- [節選文字]

論酌定量刑情節的立法現狀改良探析
作者:錢徐寧 發布時間:2010-06-13 瀏覽次數:1063
酌定量刑情節是指刑法沒有明文具體規定但予以概括認可,根據立法精神和刑事政策從審判實踐中總結出來的,反映行為的社會危害性程度和行為人的人身危險性大小,在量刑時必須酌情考慮的,對最終量刑能產生影響的各種主、客觀事實和情況。在人民法院的刑事判決書中,我們經常會看到這樣的語句“被告人認罪態度較好,可以酌情從輕處罰”、“被告人系初犯、偶犯,可以酌情從輕處罰”等等,認罪態度好、初犯、偶犯就是具體的酌定量刑情節,在刑事司法中獲得了大量的運用。但由于酌定量刑情節具有法律沒有明文規定的特征,在具體量刑實踐中如何適用也存在較大的困難。如何在紛繁復雜的情節中發現酌定量刑情節?在具體案件中酌定量刑情節對刑罰裁量起什么作用?作用的幅度如何?這些都是要具體解決的問題。

- [工作要求]
請接著上面這篇論酌定量刑情節的文章往下續寫。

- [可用資料]
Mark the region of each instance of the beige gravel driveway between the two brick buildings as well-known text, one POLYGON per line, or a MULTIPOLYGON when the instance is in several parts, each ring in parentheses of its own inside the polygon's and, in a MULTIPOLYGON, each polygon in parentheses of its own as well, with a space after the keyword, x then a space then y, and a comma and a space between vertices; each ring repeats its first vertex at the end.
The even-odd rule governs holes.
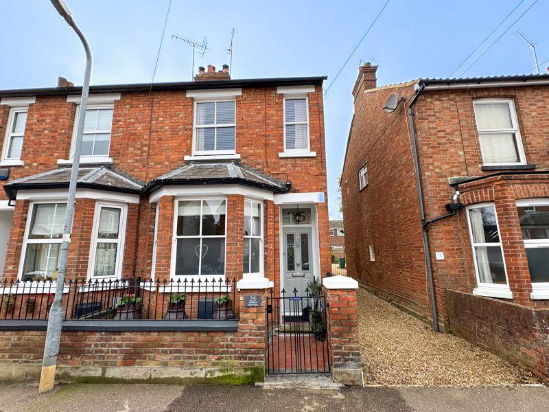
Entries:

- [本題結果]
一、對我國酌定量刑情節適用現狀的實證研究
我們研究酌定量刑情節的最終目的是為了指導量刑的實踐,通過對酌定量刑情節的理論研究,對我國酌定量刑情節司法現狀的考察,指導法官對酌定量刑情節正確對待、準確適用,從制度層面進行一些有益的改良。隨著法治進程的加快推進,我國的法制建設越來越健全,大量的酌定量刑情節在刑事司法實踐中被運用,發揮著不可或缺的重要作用。但是,由于理論的缺失、制度的缺位,酌定量刑情節的適用現狀存在很多的問題,形勢不容樂觀。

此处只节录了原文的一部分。